What this task involves:
In the records below, take the line containing "In this exercise you will pick out the dark" and reproduce it and every subsequent line exactly, adding nothing.

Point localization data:
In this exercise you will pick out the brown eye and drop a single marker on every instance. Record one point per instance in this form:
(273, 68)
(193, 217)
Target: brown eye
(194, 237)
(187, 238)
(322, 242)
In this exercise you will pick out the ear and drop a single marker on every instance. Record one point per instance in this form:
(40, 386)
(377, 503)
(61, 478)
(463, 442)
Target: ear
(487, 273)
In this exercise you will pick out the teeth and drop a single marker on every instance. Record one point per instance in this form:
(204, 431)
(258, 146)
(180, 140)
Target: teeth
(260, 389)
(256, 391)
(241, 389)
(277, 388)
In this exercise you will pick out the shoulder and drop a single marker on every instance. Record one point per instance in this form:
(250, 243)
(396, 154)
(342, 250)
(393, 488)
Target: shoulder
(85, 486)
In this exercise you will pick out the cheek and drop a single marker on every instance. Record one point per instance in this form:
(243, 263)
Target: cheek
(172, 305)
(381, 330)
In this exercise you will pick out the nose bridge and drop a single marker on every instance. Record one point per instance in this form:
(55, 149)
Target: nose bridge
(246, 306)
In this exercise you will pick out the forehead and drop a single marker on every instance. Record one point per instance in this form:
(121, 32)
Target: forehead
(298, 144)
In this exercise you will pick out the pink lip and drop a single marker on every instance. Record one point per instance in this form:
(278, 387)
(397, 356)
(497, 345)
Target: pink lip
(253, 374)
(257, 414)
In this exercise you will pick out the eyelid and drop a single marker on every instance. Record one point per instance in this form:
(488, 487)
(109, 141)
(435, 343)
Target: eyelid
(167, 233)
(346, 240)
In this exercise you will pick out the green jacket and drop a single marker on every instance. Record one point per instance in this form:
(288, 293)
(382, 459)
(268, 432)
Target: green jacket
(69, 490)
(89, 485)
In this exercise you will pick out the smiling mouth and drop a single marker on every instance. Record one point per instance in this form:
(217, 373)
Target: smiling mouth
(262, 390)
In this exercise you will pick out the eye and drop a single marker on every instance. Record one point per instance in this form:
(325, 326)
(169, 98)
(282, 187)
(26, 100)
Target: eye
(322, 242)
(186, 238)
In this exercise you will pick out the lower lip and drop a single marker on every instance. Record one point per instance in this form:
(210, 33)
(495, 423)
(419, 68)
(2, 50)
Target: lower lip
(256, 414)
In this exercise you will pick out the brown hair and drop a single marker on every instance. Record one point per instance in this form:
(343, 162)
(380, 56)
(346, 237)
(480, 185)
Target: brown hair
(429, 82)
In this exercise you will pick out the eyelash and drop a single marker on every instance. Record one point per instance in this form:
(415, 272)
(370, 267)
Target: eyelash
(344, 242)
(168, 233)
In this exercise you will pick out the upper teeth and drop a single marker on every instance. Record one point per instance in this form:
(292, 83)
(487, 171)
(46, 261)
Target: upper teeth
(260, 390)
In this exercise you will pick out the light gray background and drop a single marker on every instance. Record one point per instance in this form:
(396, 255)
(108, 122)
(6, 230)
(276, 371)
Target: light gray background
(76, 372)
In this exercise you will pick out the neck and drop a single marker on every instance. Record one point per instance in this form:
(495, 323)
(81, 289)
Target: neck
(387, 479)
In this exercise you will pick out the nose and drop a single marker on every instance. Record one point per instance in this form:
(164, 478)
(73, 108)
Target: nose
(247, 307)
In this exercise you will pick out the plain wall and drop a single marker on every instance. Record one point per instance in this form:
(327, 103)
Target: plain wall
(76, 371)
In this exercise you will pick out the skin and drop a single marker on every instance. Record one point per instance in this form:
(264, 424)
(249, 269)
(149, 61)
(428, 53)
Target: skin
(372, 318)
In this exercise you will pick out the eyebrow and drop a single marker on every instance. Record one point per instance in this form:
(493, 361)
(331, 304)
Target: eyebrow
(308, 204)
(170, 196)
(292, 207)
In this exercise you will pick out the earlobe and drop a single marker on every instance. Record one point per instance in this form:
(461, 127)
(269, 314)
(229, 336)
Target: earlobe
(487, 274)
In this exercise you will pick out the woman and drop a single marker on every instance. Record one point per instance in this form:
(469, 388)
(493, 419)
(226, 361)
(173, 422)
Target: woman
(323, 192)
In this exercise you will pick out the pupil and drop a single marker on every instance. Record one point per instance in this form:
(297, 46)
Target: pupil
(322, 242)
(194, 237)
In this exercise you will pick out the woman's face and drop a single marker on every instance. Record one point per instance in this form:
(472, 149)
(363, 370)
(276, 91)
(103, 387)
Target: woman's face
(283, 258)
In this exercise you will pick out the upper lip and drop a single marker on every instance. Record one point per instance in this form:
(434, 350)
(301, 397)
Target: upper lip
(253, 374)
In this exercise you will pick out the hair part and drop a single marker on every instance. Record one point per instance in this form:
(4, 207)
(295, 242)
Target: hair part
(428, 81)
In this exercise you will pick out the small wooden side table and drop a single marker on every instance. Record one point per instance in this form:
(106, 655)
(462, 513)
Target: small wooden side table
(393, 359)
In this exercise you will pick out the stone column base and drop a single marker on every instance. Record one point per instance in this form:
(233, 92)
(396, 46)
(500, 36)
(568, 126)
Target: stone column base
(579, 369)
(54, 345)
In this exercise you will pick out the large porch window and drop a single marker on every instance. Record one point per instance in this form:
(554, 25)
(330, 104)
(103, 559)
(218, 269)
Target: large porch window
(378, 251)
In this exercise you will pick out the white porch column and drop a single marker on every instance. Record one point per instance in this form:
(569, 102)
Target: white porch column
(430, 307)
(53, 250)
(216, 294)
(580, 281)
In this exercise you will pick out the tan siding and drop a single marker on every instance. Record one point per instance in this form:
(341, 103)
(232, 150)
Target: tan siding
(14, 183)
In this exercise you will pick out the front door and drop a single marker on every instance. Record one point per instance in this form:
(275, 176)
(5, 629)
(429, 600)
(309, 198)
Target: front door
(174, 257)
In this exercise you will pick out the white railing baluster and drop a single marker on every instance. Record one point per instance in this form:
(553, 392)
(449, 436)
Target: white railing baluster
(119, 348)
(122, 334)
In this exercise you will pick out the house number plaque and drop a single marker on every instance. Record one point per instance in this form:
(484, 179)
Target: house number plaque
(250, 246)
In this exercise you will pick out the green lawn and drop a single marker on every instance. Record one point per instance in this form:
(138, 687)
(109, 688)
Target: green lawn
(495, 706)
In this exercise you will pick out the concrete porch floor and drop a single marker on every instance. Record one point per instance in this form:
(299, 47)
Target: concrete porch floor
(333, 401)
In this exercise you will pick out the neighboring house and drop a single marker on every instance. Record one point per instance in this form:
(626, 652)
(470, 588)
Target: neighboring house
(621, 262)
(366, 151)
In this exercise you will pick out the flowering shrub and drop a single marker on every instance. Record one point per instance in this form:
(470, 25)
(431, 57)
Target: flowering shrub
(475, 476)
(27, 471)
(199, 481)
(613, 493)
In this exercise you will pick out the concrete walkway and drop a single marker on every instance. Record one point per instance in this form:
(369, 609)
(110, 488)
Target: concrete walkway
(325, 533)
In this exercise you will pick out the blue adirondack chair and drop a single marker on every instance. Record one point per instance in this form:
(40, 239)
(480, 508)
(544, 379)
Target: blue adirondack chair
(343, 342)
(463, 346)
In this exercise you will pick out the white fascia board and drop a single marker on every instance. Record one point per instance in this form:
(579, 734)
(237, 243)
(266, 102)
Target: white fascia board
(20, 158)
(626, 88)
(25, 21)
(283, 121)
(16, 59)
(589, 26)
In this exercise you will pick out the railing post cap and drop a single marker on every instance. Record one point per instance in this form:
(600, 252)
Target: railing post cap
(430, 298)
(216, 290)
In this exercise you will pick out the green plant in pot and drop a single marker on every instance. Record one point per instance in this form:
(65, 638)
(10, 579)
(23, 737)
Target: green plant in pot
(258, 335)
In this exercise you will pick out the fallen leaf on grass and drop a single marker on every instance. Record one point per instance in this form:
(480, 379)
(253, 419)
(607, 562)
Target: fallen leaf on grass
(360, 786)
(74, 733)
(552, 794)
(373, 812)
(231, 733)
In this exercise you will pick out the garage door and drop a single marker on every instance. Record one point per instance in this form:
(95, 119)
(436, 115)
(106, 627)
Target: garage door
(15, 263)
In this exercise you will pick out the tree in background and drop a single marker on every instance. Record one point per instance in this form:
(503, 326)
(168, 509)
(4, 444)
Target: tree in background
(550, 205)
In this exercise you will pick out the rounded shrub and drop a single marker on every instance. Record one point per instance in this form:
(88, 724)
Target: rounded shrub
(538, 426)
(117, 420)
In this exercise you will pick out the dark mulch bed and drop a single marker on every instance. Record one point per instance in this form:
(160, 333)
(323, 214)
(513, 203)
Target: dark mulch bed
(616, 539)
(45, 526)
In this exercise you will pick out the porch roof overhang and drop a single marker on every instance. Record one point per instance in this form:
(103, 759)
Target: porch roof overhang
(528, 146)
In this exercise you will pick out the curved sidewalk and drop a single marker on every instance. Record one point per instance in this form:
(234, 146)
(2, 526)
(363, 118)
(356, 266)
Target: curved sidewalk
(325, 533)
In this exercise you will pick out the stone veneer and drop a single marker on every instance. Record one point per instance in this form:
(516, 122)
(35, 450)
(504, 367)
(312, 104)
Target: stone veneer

Answer to this task:
In this exercise you will pick out the dark mulch bed and drop a single marker on every instance. Record one point per instance in this form:
(160, 333)
(323, 214)
(513, 203)
Target: dark mulch bed
(616, 539)
(45, 526)
In this exercise you will pick out the porch roof overhang and drop a single marker on every instance. Record one point per instance in this form:
(103, 759)
Target: porch roof overhang
(528, 146)
In this exercise you will pick out the curved sidewalk and drop a single marker on every instance. Record one point per instance in this form:
(234, 146)
(2, 526)
(363, 118)
(356, 266)
Target: curved sidewalk
(325, 533)
In this exercise you will pick out the stone veneer and drop a single marker on every instance. Record one point per instance in this form:
(516, 122)
(35, 450)
(504, 367)
(312, 104)
Target: stone veneer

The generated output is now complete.